Text shown START

Other naming systems not listed above include France's Dénomination Commune Française (DCF) and Italy's Denominazione Comune Italiana (DCIT).

== School of INN ==
The School of INN is a WHO International Nonproprietary Name Programme initiative launched in 2019, which aims to provide information to pharmacy, medical and health students, as well as health professionals and other stakeholders on how an INN is designed and constructed. Users can take self-administered courses using its free online learning platform.

Text shown END
Available data START

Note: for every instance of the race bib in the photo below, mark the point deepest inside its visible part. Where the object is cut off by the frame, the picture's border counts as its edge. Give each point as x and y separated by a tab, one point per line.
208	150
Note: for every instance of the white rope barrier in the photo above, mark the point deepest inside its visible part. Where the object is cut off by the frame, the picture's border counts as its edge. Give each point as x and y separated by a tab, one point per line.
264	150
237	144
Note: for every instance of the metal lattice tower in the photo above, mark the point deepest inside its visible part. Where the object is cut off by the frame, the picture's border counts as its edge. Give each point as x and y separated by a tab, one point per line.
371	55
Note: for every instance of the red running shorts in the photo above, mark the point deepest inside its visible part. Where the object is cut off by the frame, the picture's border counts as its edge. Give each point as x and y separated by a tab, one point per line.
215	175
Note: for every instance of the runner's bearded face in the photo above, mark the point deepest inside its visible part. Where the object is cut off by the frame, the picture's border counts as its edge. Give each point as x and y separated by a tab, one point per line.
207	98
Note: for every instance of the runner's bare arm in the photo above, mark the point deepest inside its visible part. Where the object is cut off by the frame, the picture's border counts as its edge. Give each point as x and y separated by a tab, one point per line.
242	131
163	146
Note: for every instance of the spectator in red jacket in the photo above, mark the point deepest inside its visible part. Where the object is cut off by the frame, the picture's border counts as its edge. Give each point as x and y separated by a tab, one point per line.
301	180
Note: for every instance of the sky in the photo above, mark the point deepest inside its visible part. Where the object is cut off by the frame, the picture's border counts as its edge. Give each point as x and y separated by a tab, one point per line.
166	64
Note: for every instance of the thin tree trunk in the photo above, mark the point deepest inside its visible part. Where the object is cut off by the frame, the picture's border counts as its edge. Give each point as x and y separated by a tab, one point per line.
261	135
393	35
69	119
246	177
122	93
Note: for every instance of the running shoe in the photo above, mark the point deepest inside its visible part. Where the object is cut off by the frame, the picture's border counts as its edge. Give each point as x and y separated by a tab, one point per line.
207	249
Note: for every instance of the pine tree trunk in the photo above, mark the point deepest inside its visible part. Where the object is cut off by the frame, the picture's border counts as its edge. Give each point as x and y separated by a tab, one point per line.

Available data END

● Task prompt: Retype everything in the text on drug naming above from "Other naming systems" down to "online learning platform.".

● Answer area:
Other naming systems not listed above include France's Dénomination Commune Française (DCF) and Italy's Denominazione Comune Italiana (DCIT).

== School of INN ==
The School of INN is a WHO International Nonproprietary Name Programme initiative launched in 2019, which aims to provide information to pharmacy, medical and health students, as well as health professionals and other stakeholders on how an INN is designed and constructed. Users can take self-administered courses using its free online learning platform.